(Algunos registros)
━━━━━━━━━━━━━━━━
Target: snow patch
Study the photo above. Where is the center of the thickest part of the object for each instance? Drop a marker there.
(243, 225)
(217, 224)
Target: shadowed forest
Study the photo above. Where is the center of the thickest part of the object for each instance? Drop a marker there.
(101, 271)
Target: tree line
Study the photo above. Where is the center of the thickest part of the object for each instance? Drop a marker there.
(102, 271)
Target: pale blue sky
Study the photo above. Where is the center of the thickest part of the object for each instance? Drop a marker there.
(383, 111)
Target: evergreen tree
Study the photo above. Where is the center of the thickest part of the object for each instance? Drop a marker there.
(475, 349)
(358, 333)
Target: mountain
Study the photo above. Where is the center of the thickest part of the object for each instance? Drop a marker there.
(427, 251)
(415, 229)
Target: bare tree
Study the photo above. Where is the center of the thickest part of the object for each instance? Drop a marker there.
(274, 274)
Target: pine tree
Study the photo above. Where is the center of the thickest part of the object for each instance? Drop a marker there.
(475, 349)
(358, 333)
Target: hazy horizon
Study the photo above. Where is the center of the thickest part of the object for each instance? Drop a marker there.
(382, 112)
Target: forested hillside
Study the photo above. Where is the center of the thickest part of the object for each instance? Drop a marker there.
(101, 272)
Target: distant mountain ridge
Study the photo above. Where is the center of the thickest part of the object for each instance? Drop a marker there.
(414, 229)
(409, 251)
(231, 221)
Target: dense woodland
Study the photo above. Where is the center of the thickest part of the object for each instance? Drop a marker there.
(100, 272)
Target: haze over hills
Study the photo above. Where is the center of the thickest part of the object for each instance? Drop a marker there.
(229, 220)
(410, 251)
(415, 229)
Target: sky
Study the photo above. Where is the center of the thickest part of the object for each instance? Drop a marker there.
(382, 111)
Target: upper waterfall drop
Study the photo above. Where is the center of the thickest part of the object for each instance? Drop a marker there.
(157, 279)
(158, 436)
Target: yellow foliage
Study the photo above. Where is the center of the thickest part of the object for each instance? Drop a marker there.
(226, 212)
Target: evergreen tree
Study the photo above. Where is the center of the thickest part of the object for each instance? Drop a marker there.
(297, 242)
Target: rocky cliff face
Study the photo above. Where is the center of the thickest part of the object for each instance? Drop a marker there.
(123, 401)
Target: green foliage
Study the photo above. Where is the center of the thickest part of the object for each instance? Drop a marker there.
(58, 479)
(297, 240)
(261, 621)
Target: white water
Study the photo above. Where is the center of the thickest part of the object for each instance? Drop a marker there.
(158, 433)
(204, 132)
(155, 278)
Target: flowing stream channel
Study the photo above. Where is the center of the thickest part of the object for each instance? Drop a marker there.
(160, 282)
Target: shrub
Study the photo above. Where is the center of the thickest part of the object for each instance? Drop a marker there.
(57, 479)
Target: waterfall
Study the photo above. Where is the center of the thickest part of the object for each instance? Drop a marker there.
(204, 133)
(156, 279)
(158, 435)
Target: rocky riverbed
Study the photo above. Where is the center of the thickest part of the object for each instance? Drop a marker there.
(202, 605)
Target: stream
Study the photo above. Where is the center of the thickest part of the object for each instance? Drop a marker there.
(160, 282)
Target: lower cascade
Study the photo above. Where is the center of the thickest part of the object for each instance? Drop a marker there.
━━━━━━━━━━━━━━━━
### DESCRIPCIÓN DE LA TAREA
Edita todos los registros: cambia "Drop a marker there" por "Place a marker there" y deja el resto igual.

### RESULTADO A CONTINUACIÓN
Target: snow patch
Study the photo above. Where is the center of the thickest part of the object for each instance? Place a marker there.
(243, 225)
(217, 224)
Target: shadowed forest
Study the photo above. Where is the center of the thickest part of the object for each instance? Place a marker there.
(101, 271)
Target: tree line
Study the photo above. Where is the center of the thickest part of the object for each instance? Place a marker there.
(102, 271)
Target: pale blue sky
Study the photo above. Where is the center of the thickest part of the object for each instance? Place a marker there.
(383, 111)
Target: evergreen tree
Study the photo above. Where is the center of the thickest part of the object for each instance? Place a marker there.
(475, 349)
(358, 333)
Target: mountain
Study the photo above. Where is the center of the thickest part of the object for each instance? Place a marker there.
(427, 251)
(415, 229)
Target: bare tree
Study the photo above. Where is the center of the thickest part of the object for each instance? Place a marker there.
(274, 274)
Target: pine tree
Study the photo above. Where is the center of the thickest part of the object for each instance? Place a marker there.
(475, 349)
(358, 333)
Target: hazy horizon
Study the photo above. Where is the center of the thickest part of the object for each instance? Place a marker there.
(382, 112)
Target: forested hillside
Study the photo above. Where is the center of the thickest part of the object for each instance? Place a marker there.
(101, 272)
Target: distant mountain ridge
Study the photo above. Where is the center of the thickest part of the object for each instance? Place a marker there.
(414, 229)
(409, 251)
(231, 221)
Target: dense woodland
Study the photo above. Where is the center of the thickest part of the object for each instance? Place a marker there.
(100, 272)
Target: haze over hills
Study the photo above. Where is the center of the thickest part of the object for each instance? Place a marker there.
(229, 220)
(410, 251)
(415, 229)
Target: sky
Study the photo above. Where is the center of the thickest part of the object for each instance? Place a marker there.
(382, 111)
Target: upper waterfall drop
Study the photo above. Where is the center of the thickest part of the object for each instance? Place a marker there.
(157, 279)
(158, 436)
Target: yellow foliage
Study the photo above. Where is the center of the thickest part of the object for each instance? Place a marker there.
(226, 212)
Target: evergreen tree
Study the photo above. Where is the center of the thickest part of the object for each instance? Place a marker there.
(297, 242)
Target: rocky cliff face
Study the photo above. Where is the center of the thickest part of the object for each instance? Place a marker there.
(123, 401)
Target: green foliage
Study the photo above. Where is the center of the thickest part of the object for each instance? Place a marker there.
(58, 479)
(297, 240)
(261, 621)
Target: white water
Study the photo above. Where is the center of the thickest part of the object for each instance? Place a marker there.
(158, 433)
(204, 132)
(155, 278)
Target: flowing stream channel
Study the photo above. Where is the center of the thickest part of the object for each instance? Place a marker there.
(160, 282)
Target: shrub
Study the photo above. Where is the center of the thickest part of the object for each instance? Place a marker there.
(57, 479)
Target: waterfall
Study the photo above. Where is the center of the thickest part of the object for each instance? Place a marker there.
(204, 133)
(156, 279)
(158, 435)
Target: rocky riverbed
Study the photo above. Where is the center of the thickest part of the object for each instance? Place a marker there.
(202, 605)
Target: stream
Study the photo above. Where is the center of the thickest part of the object for each instance? Place a marker there.
(160, 282)
Target: lower cascade
Study the photo above. Where is the center of the thickest part of the object for each instance? Place a marker there.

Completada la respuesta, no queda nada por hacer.